Tally the lines in the items below that contain the string "logo". Reply with that number alone.

------------------------------------------------

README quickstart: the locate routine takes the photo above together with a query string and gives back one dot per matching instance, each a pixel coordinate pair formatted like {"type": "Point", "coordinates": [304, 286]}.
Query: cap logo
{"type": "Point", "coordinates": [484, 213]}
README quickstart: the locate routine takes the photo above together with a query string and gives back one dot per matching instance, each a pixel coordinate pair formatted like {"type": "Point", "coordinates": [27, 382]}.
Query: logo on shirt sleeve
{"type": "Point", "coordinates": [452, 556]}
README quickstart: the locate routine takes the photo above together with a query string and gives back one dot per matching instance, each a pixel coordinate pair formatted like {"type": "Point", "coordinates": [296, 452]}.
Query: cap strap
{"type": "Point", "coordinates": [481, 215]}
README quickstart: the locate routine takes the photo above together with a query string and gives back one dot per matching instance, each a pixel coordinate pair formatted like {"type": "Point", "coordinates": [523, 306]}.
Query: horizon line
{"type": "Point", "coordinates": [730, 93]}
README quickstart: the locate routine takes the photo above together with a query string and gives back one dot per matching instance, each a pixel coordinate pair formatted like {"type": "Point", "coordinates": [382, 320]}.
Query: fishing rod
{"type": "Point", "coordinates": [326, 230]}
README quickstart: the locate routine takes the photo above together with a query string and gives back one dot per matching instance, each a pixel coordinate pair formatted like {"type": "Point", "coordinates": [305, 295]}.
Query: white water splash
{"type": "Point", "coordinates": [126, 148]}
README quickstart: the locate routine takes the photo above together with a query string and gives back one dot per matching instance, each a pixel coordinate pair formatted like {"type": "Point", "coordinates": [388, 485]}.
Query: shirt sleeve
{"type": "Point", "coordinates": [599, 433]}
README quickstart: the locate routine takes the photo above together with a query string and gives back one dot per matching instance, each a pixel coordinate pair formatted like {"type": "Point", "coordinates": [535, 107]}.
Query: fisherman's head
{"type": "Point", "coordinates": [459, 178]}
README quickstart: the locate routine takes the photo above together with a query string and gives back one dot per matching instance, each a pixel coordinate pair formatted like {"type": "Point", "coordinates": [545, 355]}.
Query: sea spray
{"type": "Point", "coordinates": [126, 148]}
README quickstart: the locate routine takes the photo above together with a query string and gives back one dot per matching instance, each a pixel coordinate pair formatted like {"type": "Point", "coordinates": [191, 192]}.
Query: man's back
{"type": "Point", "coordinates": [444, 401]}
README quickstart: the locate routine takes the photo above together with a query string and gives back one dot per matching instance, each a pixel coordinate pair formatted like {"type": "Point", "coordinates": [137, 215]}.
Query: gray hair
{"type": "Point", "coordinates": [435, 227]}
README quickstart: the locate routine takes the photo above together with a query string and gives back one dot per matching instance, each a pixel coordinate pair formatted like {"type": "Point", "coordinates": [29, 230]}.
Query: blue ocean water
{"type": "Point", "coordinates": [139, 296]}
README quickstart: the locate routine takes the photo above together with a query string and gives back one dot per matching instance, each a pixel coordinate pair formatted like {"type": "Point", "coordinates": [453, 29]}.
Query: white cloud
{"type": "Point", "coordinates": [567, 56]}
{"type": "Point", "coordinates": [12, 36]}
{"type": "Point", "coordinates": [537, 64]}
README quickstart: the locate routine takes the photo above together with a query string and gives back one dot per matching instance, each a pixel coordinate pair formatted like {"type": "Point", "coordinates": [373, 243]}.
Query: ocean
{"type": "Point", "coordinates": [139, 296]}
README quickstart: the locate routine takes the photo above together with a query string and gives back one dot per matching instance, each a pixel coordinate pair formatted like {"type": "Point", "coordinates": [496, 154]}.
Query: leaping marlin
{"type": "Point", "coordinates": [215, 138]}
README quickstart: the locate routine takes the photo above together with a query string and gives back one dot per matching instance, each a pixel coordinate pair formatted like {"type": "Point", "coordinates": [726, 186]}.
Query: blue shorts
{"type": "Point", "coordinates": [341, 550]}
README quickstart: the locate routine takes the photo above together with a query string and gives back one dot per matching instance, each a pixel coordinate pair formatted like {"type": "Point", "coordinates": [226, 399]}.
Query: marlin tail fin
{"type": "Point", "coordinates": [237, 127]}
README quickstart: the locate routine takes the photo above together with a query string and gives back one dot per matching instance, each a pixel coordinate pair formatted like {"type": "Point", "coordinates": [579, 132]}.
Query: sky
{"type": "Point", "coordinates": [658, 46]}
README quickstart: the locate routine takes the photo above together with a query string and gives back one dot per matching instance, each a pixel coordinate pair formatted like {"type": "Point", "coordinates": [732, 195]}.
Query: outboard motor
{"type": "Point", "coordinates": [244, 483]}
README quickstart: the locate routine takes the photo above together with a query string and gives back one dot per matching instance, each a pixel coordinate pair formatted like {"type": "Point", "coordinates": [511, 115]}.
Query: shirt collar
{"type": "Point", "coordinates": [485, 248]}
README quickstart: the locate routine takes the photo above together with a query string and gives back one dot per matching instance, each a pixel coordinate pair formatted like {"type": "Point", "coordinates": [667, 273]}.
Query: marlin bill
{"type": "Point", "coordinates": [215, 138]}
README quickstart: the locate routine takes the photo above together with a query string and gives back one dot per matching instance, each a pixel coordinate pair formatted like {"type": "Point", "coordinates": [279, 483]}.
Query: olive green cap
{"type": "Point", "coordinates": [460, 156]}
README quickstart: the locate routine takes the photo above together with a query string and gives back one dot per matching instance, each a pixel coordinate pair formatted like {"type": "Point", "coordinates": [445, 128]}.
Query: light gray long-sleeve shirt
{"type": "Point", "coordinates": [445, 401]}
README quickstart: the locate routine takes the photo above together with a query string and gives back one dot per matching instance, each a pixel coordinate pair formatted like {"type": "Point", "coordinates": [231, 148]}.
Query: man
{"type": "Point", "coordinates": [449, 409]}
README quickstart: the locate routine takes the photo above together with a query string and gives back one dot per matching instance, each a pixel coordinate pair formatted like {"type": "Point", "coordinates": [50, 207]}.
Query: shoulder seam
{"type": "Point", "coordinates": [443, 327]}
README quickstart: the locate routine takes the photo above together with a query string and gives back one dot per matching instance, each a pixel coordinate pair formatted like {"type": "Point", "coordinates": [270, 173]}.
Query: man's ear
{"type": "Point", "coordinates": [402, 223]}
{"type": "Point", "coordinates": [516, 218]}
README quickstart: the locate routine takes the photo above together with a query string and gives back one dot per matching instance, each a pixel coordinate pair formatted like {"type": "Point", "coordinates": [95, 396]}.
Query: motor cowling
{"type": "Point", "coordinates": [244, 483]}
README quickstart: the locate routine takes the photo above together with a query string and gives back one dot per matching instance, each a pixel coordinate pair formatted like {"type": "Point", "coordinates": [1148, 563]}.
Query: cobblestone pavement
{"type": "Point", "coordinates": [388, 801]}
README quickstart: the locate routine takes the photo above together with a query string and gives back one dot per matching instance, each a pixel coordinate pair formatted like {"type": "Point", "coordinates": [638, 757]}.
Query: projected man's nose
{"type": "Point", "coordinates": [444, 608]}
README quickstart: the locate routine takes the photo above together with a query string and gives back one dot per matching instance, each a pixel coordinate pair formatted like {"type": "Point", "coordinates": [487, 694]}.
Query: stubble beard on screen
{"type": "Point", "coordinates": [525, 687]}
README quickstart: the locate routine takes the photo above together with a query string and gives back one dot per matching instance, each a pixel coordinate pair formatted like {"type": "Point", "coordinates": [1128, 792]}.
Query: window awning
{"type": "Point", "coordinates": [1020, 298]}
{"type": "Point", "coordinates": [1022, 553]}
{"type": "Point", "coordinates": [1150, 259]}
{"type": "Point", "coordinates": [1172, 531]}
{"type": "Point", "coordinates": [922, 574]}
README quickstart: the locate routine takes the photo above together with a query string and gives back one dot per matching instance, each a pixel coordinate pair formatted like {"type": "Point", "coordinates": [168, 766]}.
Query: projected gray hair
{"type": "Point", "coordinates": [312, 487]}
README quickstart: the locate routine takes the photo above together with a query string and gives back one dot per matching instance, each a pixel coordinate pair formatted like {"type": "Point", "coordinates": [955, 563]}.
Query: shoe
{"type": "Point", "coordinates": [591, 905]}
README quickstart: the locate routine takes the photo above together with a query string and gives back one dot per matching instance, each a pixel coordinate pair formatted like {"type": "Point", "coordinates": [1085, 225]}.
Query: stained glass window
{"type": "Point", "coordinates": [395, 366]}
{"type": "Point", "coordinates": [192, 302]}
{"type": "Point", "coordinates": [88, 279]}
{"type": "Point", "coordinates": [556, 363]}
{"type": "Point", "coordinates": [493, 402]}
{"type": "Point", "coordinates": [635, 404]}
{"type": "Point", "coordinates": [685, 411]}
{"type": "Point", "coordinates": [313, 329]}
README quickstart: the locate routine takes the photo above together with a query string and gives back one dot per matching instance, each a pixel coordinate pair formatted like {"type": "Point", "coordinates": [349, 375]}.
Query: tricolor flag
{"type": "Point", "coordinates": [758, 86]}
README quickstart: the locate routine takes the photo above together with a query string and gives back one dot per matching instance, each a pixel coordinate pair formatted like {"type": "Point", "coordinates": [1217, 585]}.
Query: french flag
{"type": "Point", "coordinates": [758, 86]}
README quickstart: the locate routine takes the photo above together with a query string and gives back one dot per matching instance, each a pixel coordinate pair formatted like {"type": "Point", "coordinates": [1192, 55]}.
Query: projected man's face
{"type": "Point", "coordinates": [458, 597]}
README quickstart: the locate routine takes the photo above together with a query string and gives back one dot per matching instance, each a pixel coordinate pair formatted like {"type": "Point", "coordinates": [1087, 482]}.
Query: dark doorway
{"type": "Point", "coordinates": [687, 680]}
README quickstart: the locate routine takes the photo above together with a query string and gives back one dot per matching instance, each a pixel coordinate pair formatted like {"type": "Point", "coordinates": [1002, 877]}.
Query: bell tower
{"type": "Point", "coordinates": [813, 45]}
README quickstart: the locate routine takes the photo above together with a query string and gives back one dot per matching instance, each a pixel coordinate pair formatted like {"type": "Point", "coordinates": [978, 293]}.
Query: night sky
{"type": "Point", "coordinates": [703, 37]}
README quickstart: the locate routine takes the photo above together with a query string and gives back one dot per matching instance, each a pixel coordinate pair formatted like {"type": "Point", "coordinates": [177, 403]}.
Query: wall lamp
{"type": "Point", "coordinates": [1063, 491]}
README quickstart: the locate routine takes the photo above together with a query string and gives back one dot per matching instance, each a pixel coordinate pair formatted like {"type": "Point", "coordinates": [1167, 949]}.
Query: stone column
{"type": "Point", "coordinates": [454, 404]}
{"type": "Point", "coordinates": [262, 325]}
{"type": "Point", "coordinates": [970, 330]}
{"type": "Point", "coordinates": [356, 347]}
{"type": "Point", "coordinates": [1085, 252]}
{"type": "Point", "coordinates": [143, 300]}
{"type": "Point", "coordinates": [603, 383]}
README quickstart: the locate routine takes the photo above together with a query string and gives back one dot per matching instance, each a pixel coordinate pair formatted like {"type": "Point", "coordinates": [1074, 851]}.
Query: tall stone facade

------------------------------------------------

The response> 2